start Page text

- Judges: Ksenia Sobchak; Mikhail Korolev; Elena Suprun; Inna Zobova;
- No. of contestants: 16
- Winner: Mariya Lesovaya
- No. of episodes: 16

Release
- Original network: Muz-TV
- Original release: April 3 – May 22, 2011

Season chronology
- Next → Season 2

= Top Model po-russki season 1 =

Top Model po-russki season 1 was the first installment of the Russian adaptation of Tyra Banks' America's Next Top Model. The show aired on Muz-TV from April to May 2011. The competition was hosted by Ksenia Sobchak, who also served as the head judge. The judging panel was composed of model Inna Zobova, designer Elena Suprun and photographer Mikhail Korolev. Other cast members included creative director Maxim Rapoport. Cast members from the original version such as Janice Dickinson, Jay Manuel and Tyra Banks made guest appearances on the show. Filming and post production for this season took place in early 2011.

end Page text
start Supplied records

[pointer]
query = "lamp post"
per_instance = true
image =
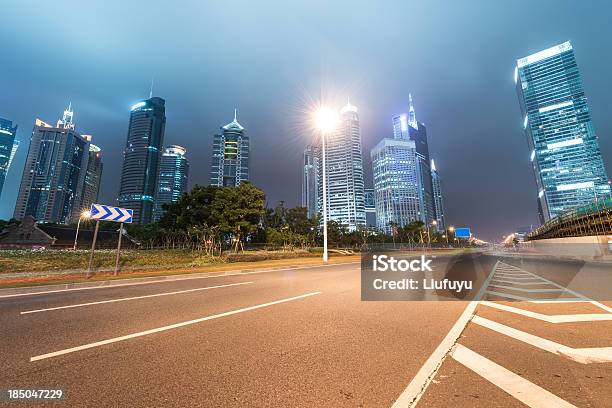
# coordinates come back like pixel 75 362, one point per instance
pixel 325 119
pixel 84 214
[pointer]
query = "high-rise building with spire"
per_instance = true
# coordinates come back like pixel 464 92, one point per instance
pixel 8 146
pixel 567 162
pixel 406 127
pixel 438 198
pixel 310 179
pixel 344 171
pixel 54 173
pixel 172 180
pixel 230 160
pixel 141 158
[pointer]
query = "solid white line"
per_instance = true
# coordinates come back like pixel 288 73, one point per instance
pixel 583 356
pixel 532 300
pixel 177 278
pixel 593 317
pixel 520 283
pixel 527 290
pixel 525 391
pixel 419 383
pixel 164 328
pixel 134 298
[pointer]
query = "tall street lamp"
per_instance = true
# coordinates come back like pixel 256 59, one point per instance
pixel 325 121
pixel 84 214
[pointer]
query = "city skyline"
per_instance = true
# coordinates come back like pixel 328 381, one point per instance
pixel 469 107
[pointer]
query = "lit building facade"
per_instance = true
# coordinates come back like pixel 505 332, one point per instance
pixel 230 161
pixel 54 173
pixel 406 127
pixel 7 148
pixel 396 183
pixel 438 198
pixel 310 179
pixel 344 172
pixel 173 175
pixel 93 178
pixel 141 158
pixel 567 161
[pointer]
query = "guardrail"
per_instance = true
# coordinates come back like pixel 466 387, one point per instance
pixel 588 220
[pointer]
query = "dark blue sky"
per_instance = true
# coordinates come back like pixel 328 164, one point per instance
pixel 272 59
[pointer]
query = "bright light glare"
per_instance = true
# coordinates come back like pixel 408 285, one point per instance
pixel 325 119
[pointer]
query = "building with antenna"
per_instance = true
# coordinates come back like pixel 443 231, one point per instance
pixel 54 172
pixel 406 127
pixel 230 155
pixel 436 181
pixel 141 158
pixel 344 171
pixel 8 147
pixel 172 180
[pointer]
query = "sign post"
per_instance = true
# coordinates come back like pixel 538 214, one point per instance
pixel 101 212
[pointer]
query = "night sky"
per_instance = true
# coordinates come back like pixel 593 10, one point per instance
pixel 272 60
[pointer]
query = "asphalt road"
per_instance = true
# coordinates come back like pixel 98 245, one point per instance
pixel 295 337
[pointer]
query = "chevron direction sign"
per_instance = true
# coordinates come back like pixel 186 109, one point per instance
pixel 108 213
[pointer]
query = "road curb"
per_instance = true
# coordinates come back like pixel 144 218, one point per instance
pixel 32 290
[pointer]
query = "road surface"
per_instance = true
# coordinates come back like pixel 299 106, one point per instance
pixel 295 337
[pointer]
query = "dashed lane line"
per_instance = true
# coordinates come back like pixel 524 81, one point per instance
pixel 134 298
pixel 165 328
pixel 570 318
pixel 580 355
pixel 523 390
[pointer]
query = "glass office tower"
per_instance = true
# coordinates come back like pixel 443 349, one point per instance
pixel 54 172
pixel 436 182
pixel 141 157
pixel 230 161
pixel 310 179
pixel 344 171
pixel 397 184
pixel 567 162
pixel 7 148
pixel 406 127
pixel 172 180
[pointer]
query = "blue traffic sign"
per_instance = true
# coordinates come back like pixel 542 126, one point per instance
pixel 108 213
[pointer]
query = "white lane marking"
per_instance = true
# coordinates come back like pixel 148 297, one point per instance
pixel 521 283
pixel 532 300
pixel 583 356
pixel 525 391
pixel 164 328
pixel 419 383
pixel 177 278
pixel 592 317
pixel 592 301
pixel 134 298
pixel 527 290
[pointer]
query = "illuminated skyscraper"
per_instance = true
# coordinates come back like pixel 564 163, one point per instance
pixel 567 162
pixel 93 177
pixel 396 183
pixel 406 127
pixel 230 161
pixel 310 179
pixel 8 146
pixel 54 172
pixel 141 157
pixel 438 198
pixel 344 171
pixel 173 174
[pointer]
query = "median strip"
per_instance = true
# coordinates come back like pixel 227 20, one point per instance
pixel 134 298
pixel 165 328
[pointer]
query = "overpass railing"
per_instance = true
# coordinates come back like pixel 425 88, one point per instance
pixel 591 219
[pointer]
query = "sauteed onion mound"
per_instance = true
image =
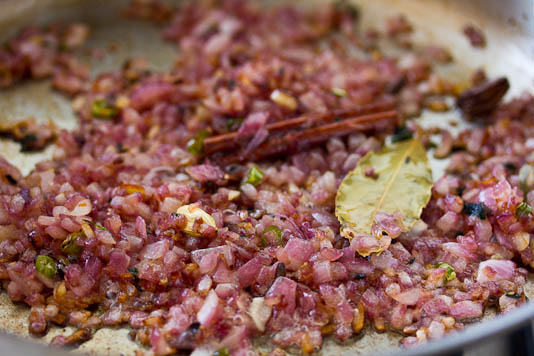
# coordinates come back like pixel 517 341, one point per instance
pixel 135 223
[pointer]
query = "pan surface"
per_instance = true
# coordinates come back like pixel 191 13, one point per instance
pixel 509 27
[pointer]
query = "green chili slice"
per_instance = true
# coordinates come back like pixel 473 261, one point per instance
pixel 254 176
pixel 103 109
pixel 523 210
pixel 271 228
pixel 450 274
pixel 222 352
pixel 70 247
pixel 46 266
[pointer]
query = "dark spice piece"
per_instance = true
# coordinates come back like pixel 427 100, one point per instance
pixel 402 133
pixel 481 100
pixel 10 179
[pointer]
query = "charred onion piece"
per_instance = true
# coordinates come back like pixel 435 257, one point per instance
pixel 73 340
pixel 481 100
pixel 31 135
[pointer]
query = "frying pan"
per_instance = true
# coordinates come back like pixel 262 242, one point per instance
pixel 509 28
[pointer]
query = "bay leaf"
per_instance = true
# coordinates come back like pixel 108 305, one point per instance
pixel 396 180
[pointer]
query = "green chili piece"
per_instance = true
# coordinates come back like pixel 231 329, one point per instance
pixel 233 123
pixel 222 352
pixel 46 266
pixel 523 210
pixel 450 274
pixel 70 247
pixel 274 229
pixel 254 176
pixel 103 109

end Supplied records

## Challenges:
a: Answer each question from the Top Model po-russki page:
(i) How many contestants took part?
(ii) Who won?
(iii) Who was the creative director?
b: Turn the paragraph of the Top Model po-russki page that begins "Top Model po-russki season 1 was the first installment" into a short bulleted list that keeps its main facts.
c: Output the part of the Top Model po-russki page between "Season chronology" and "in early 2011.", inclusive, with no changes.

## Replies:
a:
(i) 16
(ii) Mariya Lesovaya
(iii) Maxim Rapoport

b:
- First season of the Russian adaptation of America's Next Top Model
- Aired on Muz-TV from April to May 2011
- Host and head judge: Ksenia Sobchak
- Judges: model Inna Zobova, designer Elena Suprun, photographer Mikhail Korolev
- Creative director: Maxim Rapoport
- Guest appearances: Janice Dickinson, Jay Manuel, Tyra Banks
- Filmed and post-produced in early 2011

c:
Season chronology
- Next → Season 2

= Top Model po-russki season 1 =

Top Model po-russki season 1 was the first installment of the Russian adaptation of Tyra Banks' America's Next Top Model. The show aired on Muz-TV from April to May 2011. The competition was hosted by Ksenia Sobchak, who also served as the head judge. The judging panel was composed of model Inna Zobova, designer Elena Suprun and photographer Mikhail Korolev. Other cast members included creative director Maxim Rapoport. Cast members from the original version such as Janice Dickinson, Jay Manuel and Tyra Banks made guest appearances on the show. Filming and post production for this season took place in early 2011.